**Records for the task**
━━━━━━━━━━━━━━━━━━━━

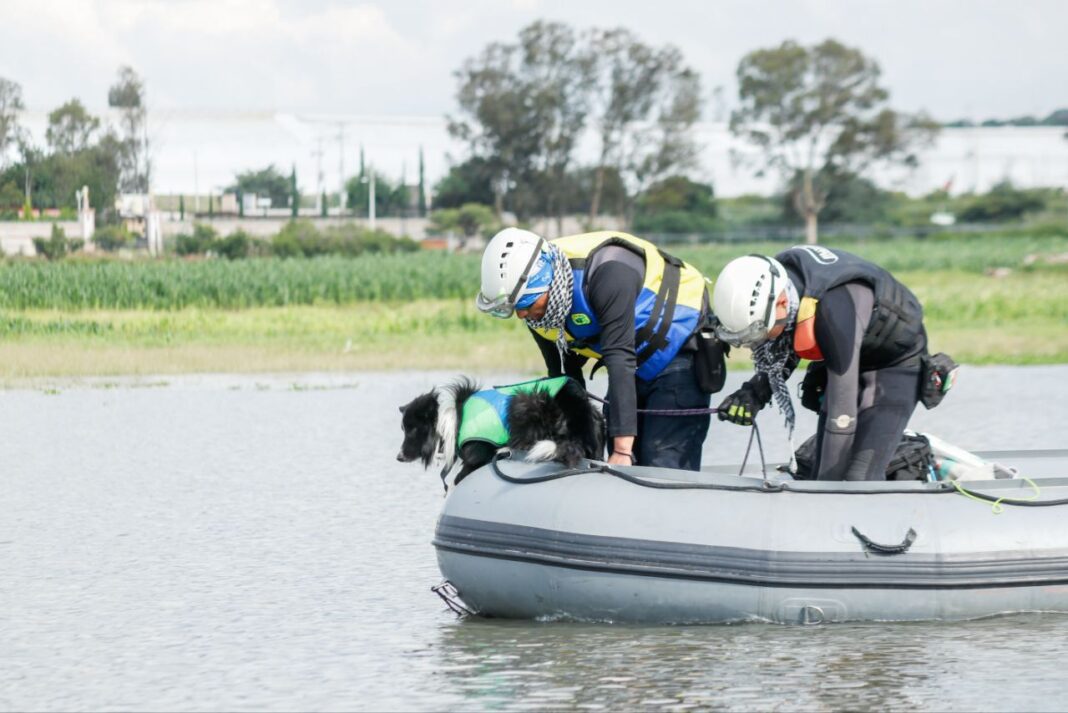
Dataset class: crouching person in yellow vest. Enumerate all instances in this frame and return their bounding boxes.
[476,227,725,470]
[712,245,955,480]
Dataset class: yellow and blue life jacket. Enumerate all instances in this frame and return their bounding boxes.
[527,231,706,381]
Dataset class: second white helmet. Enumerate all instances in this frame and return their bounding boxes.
[475,227,545,317]
[712,255,789,346]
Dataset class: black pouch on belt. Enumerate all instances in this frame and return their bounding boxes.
[920,352,960,409]
[801,362,827,413]
[693,318,731,394]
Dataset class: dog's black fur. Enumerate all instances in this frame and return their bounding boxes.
[397,377,604,484]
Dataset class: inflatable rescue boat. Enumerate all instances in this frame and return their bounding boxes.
[434,450,1068,623]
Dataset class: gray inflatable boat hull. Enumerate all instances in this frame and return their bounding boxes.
[434,454,1068,623]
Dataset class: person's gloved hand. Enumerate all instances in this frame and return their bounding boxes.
[717,374,771,426]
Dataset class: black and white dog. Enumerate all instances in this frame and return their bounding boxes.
[397,377,604,484]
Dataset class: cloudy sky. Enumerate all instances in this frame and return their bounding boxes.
[0,0,1068,120]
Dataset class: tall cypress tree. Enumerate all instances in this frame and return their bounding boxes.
[289,163,300,220]
[419,146,426,218]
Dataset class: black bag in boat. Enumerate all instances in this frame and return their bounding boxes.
[794,433,935,480]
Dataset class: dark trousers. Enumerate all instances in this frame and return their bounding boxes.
[634,351,711,471]
[816,366,920,480]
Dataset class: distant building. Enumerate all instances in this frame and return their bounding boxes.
[12,109,1068,199]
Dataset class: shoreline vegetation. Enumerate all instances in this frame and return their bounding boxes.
[0,232,1068,383]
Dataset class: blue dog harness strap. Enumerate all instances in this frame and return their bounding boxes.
[456,376,570,448]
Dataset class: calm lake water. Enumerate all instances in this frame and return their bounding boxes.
[0,367,1068,711]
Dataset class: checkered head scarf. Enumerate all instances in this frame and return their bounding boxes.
[527,242,575,368]
[753,279,801,435]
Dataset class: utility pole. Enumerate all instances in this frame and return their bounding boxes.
[312,137,323,216]
[367,163,375,231]
[337,122,347,219]
[193,148,200,218]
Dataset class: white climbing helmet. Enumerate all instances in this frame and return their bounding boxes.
[475,227,546,319]
[712,255,789,348]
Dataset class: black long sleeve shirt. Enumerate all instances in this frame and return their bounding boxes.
[532,245,645,437]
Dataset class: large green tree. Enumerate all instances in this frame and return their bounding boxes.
[590,28,702,223]
[108,66,152,193]
[449,21,593,217]
[731,39,938,243]
[45,99,100,156]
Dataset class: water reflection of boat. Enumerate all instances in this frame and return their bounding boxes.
[434,450,1068,622]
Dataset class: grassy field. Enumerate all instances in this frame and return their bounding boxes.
[0,231,1068,382]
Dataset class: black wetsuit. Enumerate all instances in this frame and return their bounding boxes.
[794,282,927,480]
[532,245,710,471]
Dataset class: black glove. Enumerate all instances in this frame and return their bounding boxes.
[717,374,771,426]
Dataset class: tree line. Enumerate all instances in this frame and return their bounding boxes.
[0,66,152,223]
[435,21,939,241]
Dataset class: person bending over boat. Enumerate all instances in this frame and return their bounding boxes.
[712,245,927,480]
[475,227,725,470]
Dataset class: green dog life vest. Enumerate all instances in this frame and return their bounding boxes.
[456,377,570,448]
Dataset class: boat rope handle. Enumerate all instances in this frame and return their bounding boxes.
[953,475,1042,514]
[852,525,916,555]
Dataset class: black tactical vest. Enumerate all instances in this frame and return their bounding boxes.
[775,245,927,369]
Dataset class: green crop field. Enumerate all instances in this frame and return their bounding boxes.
[0,235,1068,381]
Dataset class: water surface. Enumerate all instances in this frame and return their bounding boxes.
[0,367,1068,711]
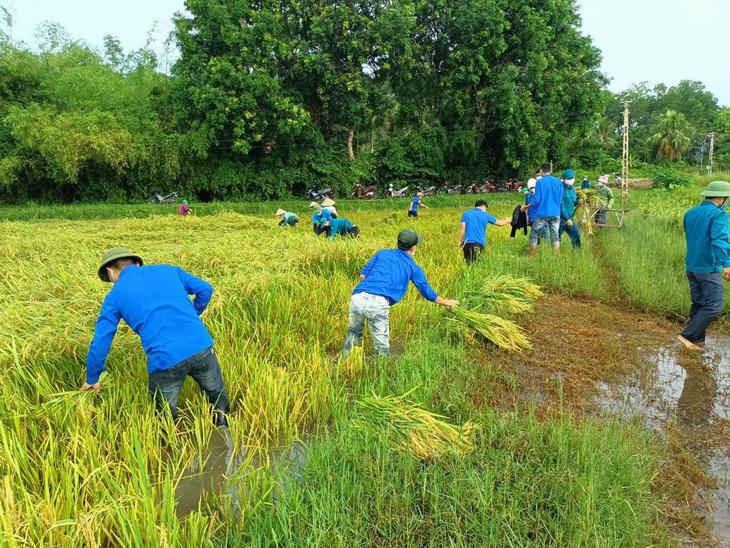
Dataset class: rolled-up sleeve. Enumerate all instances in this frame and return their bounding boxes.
[86,295,121,384]
[178,268,213,316]
[411,265,438,302]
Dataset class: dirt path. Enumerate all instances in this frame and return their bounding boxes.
[489,295,730,546]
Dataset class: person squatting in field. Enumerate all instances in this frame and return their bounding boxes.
[408,192,428,219]
[276,209,299,226]
[521,162,563,255]
[324,217,360,240]
[677,181,730,350]
[459,200,512,263]
[342,229,459,356]
[81,247,229,426]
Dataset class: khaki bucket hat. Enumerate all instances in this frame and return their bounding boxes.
[97,247,144,283]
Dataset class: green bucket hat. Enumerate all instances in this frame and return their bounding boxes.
[398,228,423,249]
[700,181,730,198]
[97,247,144,282]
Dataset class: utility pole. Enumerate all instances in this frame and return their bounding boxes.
[621,101,629,204]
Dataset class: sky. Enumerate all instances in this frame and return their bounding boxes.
[0,0,730,106]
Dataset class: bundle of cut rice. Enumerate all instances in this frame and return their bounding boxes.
[356,394,479,460]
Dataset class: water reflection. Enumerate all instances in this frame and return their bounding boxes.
[175,428,306,518]
[598,337,730,546]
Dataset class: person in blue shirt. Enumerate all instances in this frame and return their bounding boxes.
[81,247,229,426]
[342,229,459,356]
[408,192,428,219]
[677,181,730,350]
[324,217,360,240]
[558,169,580,248]
[521,162,563,255]
[459,200,512,264]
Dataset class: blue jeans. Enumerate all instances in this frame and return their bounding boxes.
[682,271,725,342]
[530,215,560,246]
[342,293,390,356]
[148,346,230,419]
[558,219,580,247]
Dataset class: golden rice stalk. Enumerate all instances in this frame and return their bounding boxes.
[355,394,479,460]
[464,289,533,314]
[481,274,545,299]
[449,307,532,351]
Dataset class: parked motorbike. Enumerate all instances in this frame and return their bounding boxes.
[413,185,438,196]
[438,184,464,194]
[350,183,378,200]
[305,185,332,201]
[150,190,179,204]
[466,180,494,194]
[387,183,408,198]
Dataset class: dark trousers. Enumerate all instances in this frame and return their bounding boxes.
[558,219,580,247]
[148,346,230,423]
[682,271,725,342]
[464,244,484,264]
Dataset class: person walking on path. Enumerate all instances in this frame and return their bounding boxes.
[276,209,299,226]
[342,229,459,356]
[677,181,730,350]
[522,162,563,255]
[459,200,512,264]
[324,217,360,240]
[558,169,580,248]
[81,247,229,426]
[408,192,428,219]
[595,175,613,225]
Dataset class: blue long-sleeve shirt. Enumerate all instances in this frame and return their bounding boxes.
[327,217,355,240]
[86,264,213,384]
[683,200,730,272]
[352,249,438,306]
[530,173,563,219]
[560,184,578,221]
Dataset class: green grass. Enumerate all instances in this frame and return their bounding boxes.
[0,192,700,546]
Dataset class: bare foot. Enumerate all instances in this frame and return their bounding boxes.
[677,335,700,350]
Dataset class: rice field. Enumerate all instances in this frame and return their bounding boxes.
[0,195,696,546]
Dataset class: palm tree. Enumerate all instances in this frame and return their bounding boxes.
[646,110,692,162]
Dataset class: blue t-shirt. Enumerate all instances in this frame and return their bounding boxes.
[461,207,497,245]
[683,200,730,273]
[328,217,355,240]
[86,264,213,384]
[352,249,438,306]
[530,173,563,219]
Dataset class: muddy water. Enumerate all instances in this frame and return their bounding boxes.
[175,428,306,518]
[599,337,730,546]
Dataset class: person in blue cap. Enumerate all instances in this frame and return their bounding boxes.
[677,181,730,350]
[558,169,580,247]
[342,229,459,356]
[81,247,229,426]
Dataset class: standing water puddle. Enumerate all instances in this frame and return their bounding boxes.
[598,337,730,546]
[175,428,306,519]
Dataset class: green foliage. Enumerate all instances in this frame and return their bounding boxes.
[652,166,691,189]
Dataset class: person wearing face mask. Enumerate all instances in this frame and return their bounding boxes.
[81,247,229,426]
[677,181,730,350]
[558,169,580,247]
[342,229,459,356]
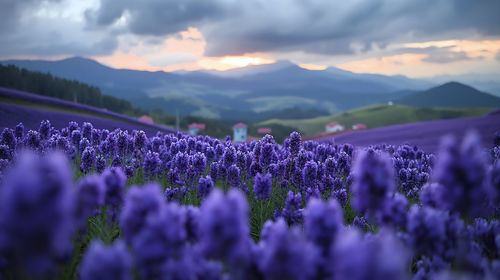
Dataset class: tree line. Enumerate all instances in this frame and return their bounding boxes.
[0,65,139,115]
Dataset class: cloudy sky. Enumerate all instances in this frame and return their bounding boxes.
[0,0,500,77]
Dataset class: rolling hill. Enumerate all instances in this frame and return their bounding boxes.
[1,57,430,120]
[314,111,500,153]
[396,82,500,108]
[259,105,491,135]
[0,87,175,135]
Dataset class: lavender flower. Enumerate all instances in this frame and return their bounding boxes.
[120,184,163,243]
[289,131,302,156]
[227,164,240,187]
[302,161,318,187]
[352,150,395,215]
[199,189,249,263]
[330,228,410,280]
[132,203,187,279]
[253,173,272,200]
[80,147,96,173]
[142,151,161,177]
[15,123,24,140]
[101,167,127,219]
[0,128,16,149]
[257,219,318,279]
[0,151,75,278]
[304,199,343,253]
[76,175,105,222]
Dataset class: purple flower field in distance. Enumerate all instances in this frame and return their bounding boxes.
[315,111,500,152]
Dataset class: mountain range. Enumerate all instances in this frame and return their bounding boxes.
[0,57,500,121]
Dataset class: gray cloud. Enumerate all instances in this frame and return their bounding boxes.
[392,47,484,64]
[0,0,118,57]
[87,0,500,55]
[0,0,500,58]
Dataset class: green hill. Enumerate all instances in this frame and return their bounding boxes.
[259,105,491,135]
[397,82,500,108]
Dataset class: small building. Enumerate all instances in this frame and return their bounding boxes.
[233,122,248,143]
[188,123,206,136]
[257,127,273,135]
[325,122,344,133]
[352,123,367,130]
[138,115,155,124]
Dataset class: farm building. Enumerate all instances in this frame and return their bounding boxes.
[188,123,206,135]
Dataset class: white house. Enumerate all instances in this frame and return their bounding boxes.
[188,123,206,135]
[233,123,248,143]
[325,122,344,133]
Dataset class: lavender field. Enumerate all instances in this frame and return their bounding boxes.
[315,111,500,152]
[0,0,500,280]
[0,87,174,136]
[0,121,500,279]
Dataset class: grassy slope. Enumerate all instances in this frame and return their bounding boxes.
[259,105,491,135]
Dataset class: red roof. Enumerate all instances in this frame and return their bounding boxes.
[233,123,248,128]
[257,127,272,134]
[188,123,206,129]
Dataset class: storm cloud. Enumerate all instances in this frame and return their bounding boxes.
[86,0,500,55]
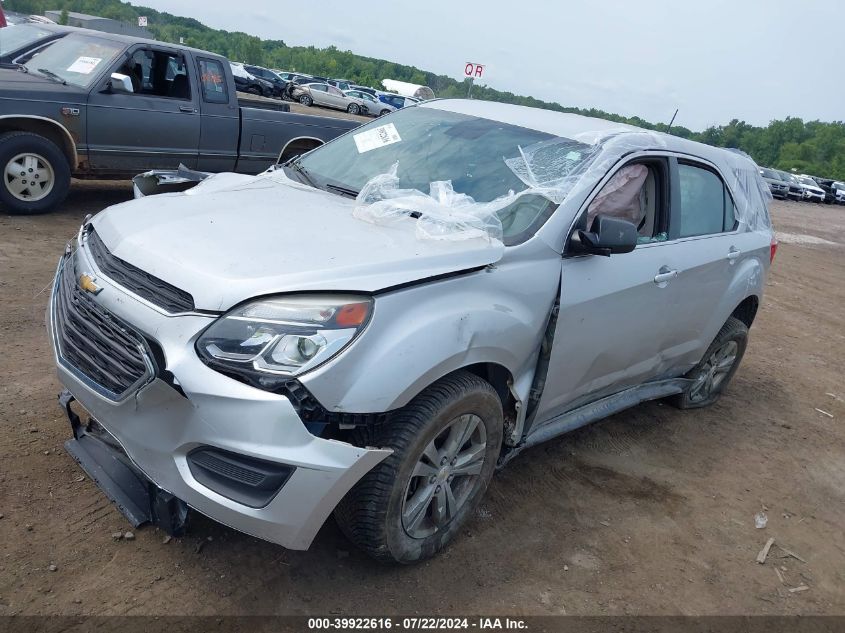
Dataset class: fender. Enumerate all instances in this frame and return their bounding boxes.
[300,252,560,413]
[0,114,79,171]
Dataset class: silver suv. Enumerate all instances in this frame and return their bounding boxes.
[48,100,776,563]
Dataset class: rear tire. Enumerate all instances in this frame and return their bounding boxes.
[0,132,70,215]
[335,371,503,564]
[669,317,748,409]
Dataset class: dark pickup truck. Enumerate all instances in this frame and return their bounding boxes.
[0,31,359,214]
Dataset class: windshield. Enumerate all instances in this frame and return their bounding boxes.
[301,107,564,202]
[293,107,592,245]
[0,24,53,55]
[22,33,124,88]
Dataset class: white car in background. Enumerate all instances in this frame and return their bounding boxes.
[290,82,364,114]
[343,90,396,116]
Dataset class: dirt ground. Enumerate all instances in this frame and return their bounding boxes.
[0,183,845,615]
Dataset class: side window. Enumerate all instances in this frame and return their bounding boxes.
[117,48,191,100]
[676,163,736,237]
[197,58,229,103]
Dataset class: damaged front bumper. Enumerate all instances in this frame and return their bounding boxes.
[52,248,390,549]
[132,165,212,198]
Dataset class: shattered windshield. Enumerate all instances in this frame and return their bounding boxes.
[300,107,586,202]
[294,107,595,245]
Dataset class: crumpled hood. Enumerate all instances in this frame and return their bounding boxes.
[92,171,504,310]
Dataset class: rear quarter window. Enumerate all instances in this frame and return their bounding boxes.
[673,163,736,237]
[197,58,229,103]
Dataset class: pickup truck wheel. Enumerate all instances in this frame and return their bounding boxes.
[670,317,748,409]
[335,371,503,564]
[0,132,70,215]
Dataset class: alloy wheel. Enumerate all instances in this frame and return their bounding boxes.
[689,341,739,402]
[402,414,487,538]
[3,152,56,202]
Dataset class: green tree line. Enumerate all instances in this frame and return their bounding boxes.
[4,0,845,180]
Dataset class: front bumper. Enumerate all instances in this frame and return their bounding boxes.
[52,242,390,549]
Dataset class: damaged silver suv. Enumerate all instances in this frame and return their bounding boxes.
[48,100,776,563]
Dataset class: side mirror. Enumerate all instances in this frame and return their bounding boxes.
[572,215,639,257]
[109,73,135,93]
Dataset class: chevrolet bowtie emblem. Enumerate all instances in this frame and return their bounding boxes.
[79,273,103,295]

━━━━━━━━━━━━━━━━━━━━

**What to do**
Reproduce the listing lines starting with the line that contains "Dataset class: black wetsuit." and going on through the line that contains "[435,21,939,241]", with both of those lines included.

**The output**
Dataset class: black wetsuit. Enumerate all instances in this frame and return their bounding boxes.
[794,282,927,480]
[532,245,710,471]
Dataset class: black glove. Enumerate all instances in this frame and return their bounding boxes.
[717,374,771,426]
Dataset class: tree line. Enumerate all instances in this frame and return their bounding boxes.
[0,66,152,223]
[435,21,939,241]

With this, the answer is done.